Page extract:
With reference now to FIG. 3, a representative management protocol interface for downloading a job control device profile is illustrated. In at least some embodiments, means for interpreting the job control statements is not hard-coded into the imaging device. Instead, the device uses a virtual job control interpreter. The virtual job control interpreter defines the capabilities of the imaging device, defines a set of settings associated with each capability, uses a common definition language/interface for specifying the capabilities/settings, uses a JCDP interpreter for mapping a set of job control statements to the corresponding capability settings, uses a default JCDP for the imaging driver associated with the imaging device, and uses an active JCDP employed by the JCDP interpreter for mapping a set of job control statements to the corresponding capabilities.

As provided in FIG. 3, the illustrated virtual job control interpreter includes a JCDP protocol or protocol handler, a JCDP interpreter, a JCDP repository and a default and active JCDP. The JCDP protocol handler and JCDP interpreter are part of the management protocol component. The JCDP protocol handles the protocol for receiving JCDP request, such as from an imaging client via the network interface, and passes the JCDP commands obtained from the request to the JCDP interpreter. The JCDP interpreter performs the actions associated with each JCDP command.

The JCDP repository and default/active JCDP are part of the job processing component. The JCDP repository maintains the collection of JCD profiles, a default JCD profile for the imaging driver associated with the imaging device, and an active JCD profile which is the current JCD profile used for interpretation of job control commands. By default, the default JCD profile is the active JCD profile.

In one embodiment, a JCDP request that is handled by the JCDP interpreter is the request to download a JCDP profile. In this embodiment, the JCDP request includes the following: (i) a name of the JCDP profile that uniquely identifies the JCDP profile; (ii) an identification of the imaging device driver(s) associated with the JCD profile; and (iii) the JCD profile embedded in the JCD request.

What you need to do:
Decide whether each statement agrees with the passage on job control device profiles: (a) the JCDP repository belongs to the management protocol component; (b) unless changed, the default JCD profile is the active one; (c) in some embodiments, the means for interpreting job control statements is hard-coded into the imaging device. For each, answer yes or no and quote the words of the passage that decide it.

Data extract:
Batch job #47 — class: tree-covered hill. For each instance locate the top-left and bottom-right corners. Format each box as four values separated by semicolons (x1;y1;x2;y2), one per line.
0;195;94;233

Response to this exercise:
(a) No: "The JCDP repository and default/active JCDP are part of the job processing component."
(b) Yes: "By default, the default JCD profile is the active JCD profile."
(c) No: "In at least some embodiments, means for interpreting the job control statements is not hard-coded into the imaging device."